What is asked: Could you reproduce the items starting at the line containing "instances of weed" and ending at the line containing "(319, 319), (333, 332)", with "weed" changed to "moss" and nothing else altered?

··········

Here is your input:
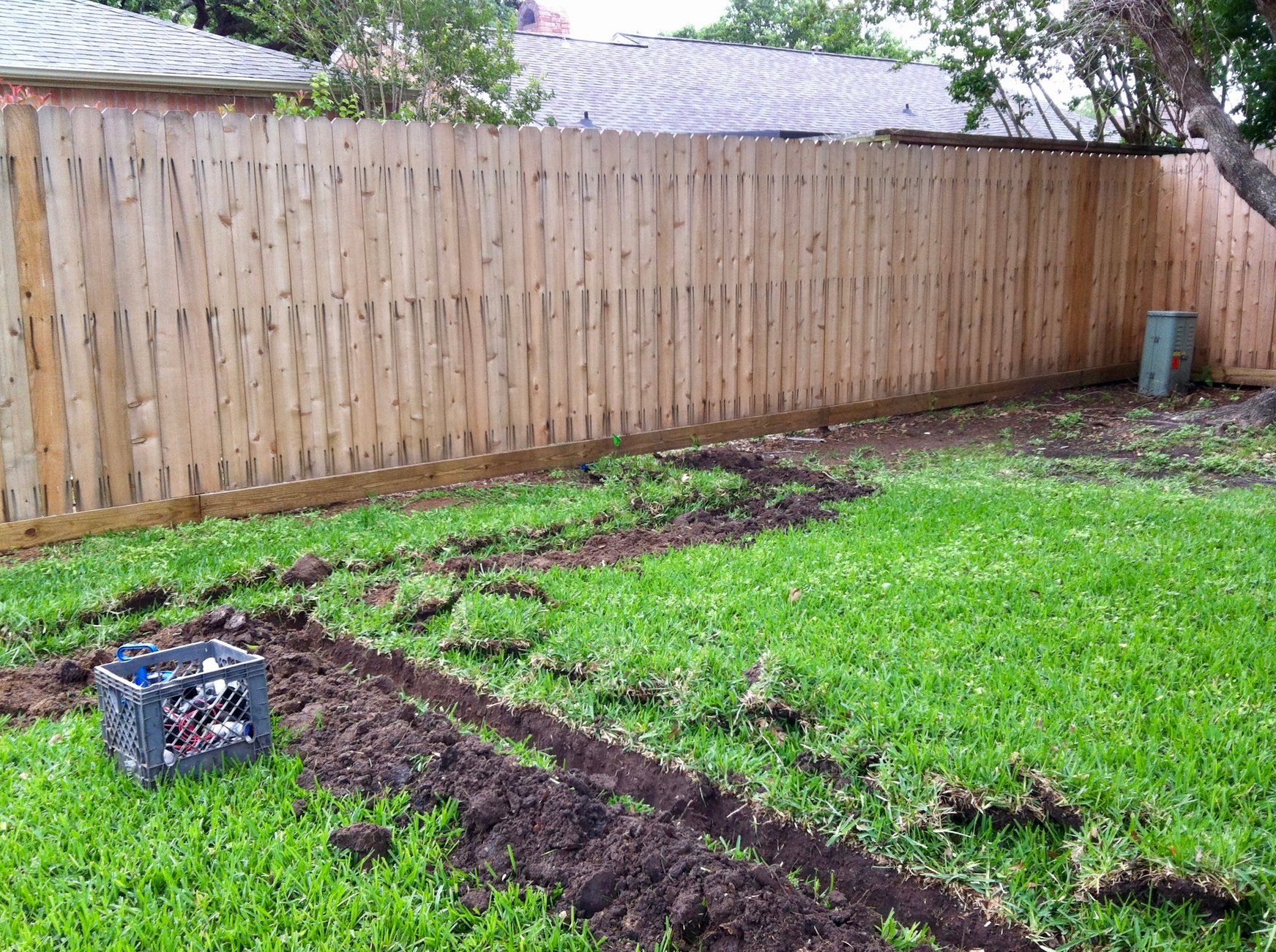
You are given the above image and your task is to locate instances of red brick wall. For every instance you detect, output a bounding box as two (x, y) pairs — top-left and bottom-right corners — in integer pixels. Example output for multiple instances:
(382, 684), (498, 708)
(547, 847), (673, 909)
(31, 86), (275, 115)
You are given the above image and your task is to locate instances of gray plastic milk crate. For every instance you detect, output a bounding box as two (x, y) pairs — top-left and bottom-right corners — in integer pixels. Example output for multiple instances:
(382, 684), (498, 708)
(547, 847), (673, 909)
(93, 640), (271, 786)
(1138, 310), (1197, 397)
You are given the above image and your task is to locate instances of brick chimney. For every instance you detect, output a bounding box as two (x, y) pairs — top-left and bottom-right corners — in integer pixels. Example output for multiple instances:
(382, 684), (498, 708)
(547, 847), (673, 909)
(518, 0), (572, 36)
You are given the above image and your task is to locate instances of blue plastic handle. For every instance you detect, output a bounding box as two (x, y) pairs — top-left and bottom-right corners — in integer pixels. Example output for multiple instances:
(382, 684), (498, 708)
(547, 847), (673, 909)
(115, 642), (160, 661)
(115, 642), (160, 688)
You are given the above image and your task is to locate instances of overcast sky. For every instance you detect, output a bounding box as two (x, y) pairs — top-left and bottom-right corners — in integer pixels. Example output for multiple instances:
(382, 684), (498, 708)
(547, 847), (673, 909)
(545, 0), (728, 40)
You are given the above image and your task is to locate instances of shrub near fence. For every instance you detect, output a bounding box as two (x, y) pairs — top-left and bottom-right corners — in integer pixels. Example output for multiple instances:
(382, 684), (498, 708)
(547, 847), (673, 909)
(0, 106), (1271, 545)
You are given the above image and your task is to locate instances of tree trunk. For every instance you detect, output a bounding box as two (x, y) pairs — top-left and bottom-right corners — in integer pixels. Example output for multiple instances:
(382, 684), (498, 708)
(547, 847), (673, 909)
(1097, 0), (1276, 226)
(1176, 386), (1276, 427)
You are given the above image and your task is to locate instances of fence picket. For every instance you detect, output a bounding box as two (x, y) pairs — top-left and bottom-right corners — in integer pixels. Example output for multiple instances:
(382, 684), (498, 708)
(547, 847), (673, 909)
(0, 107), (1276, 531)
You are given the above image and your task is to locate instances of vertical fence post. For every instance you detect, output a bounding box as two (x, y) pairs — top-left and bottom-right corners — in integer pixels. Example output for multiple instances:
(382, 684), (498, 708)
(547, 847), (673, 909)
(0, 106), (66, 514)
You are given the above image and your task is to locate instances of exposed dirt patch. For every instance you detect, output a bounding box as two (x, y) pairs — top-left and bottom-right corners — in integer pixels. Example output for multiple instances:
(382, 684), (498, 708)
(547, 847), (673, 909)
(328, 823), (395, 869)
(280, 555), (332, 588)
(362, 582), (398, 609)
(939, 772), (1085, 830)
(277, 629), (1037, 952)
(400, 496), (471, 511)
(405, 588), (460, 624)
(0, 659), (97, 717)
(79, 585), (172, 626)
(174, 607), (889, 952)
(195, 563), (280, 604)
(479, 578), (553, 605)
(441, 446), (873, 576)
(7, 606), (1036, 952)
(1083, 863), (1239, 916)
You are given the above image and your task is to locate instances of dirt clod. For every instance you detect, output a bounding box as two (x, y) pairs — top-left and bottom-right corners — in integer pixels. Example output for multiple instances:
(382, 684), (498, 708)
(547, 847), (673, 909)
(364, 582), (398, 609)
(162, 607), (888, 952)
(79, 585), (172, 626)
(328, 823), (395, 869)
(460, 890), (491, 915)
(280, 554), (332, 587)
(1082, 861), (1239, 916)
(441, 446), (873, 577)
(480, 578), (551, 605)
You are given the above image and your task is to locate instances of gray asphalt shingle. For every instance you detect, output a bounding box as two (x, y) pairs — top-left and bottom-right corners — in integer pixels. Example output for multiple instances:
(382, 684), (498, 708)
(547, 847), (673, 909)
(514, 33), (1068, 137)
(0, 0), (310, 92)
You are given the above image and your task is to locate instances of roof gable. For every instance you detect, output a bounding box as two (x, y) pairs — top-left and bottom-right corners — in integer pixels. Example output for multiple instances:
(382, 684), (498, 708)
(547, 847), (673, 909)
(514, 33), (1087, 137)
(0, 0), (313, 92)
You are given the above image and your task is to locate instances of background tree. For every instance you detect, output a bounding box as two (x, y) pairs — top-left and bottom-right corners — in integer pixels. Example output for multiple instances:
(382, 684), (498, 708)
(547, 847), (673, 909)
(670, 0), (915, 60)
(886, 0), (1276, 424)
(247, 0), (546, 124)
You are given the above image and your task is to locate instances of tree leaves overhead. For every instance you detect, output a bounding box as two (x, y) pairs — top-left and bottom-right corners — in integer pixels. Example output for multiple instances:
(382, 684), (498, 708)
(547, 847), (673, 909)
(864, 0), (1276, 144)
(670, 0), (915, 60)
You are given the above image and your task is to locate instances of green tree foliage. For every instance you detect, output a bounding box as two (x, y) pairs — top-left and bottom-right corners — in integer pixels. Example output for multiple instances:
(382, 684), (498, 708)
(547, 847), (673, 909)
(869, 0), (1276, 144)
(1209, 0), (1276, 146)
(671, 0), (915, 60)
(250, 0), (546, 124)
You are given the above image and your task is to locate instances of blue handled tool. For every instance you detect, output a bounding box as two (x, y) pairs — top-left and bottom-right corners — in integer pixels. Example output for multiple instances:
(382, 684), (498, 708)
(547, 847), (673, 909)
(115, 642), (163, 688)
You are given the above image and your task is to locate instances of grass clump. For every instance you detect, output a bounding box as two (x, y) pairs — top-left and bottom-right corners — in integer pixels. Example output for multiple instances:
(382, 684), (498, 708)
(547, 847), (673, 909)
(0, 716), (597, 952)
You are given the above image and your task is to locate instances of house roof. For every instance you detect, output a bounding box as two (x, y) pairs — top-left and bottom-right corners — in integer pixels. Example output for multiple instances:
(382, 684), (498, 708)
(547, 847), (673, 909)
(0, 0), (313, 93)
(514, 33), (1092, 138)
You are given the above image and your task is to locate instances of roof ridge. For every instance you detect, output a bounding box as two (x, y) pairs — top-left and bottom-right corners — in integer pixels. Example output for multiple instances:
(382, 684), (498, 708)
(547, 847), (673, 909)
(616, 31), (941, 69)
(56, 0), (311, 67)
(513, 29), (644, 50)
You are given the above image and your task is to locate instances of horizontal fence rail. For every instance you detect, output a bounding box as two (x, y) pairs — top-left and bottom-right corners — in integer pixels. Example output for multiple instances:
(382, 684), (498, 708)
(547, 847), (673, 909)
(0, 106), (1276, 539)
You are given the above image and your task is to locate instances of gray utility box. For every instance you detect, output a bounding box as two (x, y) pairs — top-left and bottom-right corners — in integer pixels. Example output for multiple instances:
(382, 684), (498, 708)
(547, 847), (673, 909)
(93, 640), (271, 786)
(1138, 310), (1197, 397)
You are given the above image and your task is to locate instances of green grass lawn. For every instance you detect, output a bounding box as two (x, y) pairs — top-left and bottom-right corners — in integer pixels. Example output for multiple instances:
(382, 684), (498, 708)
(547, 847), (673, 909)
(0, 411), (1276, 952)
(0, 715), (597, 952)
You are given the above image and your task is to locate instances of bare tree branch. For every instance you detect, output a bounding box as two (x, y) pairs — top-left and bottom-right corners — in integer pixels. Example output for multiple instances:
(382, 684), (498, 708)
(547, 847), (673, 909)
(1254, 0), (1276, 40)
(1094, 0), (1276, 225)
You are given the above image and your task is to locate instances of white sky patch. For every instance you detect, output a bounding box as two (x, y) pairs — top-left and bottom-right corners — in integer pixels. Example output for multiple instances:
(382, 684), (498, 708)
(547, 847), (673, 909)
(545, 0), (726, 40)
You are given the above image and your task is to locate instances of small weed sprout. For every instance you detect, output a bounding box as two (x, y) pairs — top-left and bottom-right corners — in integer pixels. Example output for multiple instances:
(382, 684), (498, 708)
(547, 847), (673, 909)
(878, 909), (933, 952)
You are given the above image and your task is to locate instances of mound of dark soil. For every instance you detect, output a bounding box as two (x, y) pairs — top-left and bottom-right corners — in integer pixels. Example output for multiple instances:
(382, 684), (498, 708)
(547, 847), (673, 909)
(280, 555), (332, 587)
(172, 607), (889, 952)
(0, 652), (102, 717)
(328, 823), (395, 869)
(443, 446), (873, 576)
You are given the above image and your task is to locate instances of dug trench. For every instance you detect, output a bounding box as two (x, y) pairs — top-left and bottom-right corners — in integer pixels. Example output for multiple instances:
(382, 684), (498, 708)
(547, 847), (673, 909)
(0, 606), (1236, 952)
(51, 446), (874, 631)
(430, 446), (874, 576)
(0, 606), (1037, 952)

··········

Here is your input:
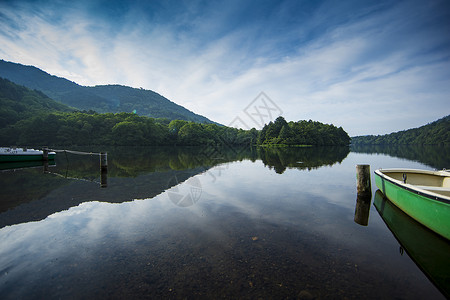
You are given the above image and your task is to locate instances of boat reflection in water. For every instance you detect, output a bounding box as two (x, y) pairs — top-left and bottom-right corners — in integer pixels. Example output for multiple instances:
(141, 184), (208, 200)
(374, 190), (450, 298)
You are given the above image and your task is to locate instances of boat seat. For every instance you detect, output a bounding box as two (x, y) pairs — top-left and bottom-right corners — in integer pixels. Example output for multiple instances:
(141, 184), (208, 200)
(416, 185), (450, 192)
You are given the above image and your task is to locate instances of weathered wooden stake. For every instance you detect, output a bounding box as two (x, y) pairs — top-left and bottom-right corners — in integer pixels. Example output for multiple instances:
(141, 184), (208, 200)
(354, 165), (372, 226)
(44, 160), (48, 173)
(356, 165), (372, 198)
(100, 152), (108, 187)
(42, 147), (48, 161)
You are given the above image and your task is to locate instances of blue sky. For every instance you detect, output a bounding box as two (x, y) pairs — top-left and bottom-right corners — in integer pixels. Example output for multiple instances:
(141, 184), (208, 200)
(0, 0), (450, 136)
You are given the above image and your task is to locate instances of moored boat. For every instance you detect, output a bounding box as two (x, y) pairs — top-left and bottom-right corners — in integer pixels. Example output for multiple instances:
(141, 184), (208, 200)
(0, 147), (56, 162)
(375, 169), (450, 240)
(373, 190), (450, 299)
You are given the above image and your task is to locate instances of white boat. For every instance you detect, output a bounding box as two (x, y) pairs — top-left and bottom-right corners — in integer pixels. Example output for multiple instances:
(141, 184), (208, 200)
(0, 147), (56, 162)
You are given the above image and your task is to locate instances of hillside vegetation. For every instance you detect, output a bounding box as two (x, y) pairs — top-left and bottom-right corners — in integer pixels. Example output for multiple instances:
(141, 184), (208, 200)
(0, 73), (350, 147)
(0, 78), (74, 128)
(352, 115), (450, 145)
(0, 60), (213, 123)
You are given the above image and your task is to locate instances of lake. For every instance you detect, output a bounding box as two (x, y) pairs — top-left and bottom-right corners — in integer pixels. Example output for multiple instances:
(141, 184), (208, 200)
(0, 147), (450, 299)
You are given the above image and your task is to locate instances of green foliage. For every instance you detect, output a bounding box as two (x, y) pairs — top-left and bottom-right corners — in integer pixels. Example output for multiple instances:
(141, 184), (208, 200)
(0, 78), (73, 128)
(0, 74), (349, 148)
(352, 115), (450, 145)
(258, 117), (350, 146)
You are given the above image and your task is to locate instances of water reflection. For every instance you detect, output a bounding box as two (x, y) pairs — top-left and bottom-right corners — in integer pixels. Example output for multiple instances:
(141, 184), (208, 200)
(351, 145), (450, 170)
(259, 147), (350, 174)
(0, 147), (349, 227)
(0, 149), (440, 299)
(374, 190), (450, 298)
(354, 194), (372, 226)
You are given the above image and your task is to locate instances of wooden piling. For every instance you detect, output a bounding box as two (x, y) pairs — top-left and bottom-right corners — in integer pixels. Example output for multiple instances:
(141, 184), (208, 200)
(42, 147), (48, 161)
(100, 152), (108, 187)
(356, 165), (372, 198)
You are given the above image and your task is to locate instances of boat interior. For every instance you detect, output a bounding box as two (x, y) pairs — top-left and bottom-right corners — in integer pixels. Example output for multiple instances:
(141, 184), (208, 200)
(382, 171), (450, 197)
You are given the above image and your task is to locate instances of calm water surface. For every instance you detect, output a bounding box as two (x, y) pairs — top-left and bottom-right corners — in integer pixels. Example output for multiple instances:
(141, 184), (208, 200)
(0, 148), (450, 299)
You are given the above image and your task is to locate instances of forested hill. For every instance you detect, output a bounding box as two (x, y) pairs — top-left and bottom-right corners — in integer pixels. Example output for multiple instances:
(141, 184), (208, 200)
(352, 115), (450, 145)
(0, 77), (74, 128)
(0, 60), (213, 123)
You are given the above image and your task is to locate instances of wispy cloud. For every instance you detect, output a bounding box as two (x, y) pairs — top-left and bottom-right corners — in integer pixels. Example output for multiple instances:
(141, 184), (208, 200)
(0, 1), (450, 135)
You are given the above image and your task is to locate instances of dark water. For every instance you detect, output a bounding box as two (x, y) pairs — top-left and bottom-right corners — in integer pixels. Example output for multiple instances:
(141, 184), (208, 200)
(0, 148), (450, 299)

··········

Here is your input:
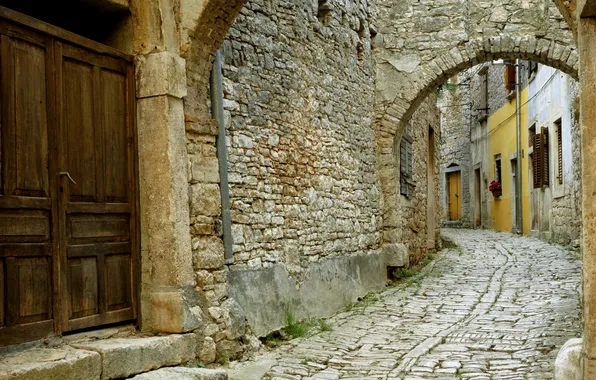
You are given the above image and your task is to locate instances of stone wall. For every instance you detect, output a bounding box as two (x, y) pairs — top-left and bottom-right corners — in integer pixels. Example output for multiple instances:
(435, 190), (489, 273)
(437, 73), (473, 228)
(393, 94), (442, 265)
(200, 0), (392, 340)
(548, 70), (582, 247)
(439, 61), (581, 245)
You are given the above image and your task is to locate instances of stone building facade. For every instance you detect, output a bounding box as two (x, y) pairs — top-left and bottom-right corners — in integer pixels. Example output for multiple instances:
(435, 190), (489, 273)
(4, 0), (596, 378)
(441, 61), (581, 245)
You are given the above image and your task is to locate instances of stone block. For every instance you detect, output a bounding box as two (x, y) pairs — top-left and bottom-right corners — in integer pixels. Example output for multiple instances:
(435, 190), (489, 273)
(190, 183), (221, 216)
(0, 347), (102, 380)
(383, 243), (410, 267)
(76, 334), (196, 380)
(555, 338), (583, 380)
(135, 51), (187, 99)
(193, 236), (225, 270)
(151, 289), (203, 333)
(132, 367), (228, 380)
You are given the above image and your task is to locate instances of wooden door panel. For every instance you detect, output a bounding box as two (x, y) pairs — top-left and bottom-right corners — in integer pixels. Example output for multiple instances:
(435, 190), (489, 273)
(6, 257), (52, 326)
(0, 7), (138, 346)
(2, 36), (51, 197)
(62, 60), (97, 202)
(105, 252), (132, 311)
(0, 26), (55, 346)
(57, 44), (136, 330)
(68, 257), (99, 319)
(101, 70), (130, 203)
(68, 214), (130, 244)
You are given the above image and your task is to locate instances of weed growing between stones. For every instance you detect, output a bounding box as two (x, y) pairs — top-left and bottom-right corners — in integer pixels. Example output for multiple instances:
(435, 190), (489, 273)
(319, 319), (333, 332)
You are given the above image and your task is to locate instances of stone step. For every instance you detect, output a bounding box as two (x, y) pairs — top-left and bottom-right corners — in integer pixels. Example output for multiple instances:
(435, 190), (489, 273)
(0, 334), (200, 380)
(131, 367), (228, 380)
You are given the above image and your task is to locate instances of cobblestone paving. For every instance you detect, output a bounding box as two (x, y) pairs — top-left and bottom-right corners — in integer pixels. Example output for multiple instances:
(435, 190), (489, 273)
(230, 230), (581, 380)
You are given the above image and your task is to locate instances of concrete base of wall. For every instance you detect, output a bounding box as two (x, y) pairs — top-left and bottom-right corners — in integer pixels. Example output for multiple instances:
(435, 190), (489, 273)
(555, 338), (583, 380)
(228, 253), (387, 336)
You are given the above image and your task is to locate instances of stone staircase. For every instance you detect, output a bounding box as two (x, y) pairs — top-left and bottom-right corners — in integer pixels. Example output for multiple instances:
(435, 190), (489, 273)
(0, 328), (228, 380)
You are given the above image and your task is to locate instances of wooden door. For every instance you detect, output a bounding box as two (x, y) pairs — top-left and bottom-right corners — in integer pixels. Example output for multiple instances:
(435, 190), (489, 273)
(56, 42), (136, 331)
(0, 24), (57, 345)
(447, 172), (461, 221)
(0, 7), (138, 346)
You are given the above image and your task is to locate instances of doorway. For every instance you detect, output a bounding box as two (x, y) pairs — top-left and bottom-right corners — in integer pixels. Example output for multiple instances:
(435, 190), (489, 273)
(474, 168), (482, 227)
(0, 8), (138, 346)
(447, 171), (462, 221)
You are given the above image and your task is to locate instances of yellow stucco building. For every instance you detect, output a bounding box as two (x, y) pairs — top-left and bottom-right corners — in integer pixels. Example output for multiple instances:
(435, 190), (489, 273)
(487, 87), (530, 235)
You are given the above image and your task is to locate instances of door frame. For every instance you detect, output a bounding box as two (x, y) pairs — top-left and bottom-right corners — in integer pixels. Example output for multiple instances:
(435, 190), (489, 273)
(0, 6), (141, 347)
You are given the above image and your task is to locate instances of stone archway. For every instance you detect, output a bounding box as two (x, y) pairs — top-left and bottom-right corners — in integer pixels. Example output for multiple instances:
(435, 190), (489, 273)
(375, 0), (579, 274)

··········

Solution below:
You are given the above image and your task is to locate instances of moss growing between stones. For every instance you detect, output a bounding box as two (x, y) pairs — top-left and bottom-right corners — in integer pixels. Example output for multiple instances:
(435, 190), (489, 273)
(319, 319), (333, 332)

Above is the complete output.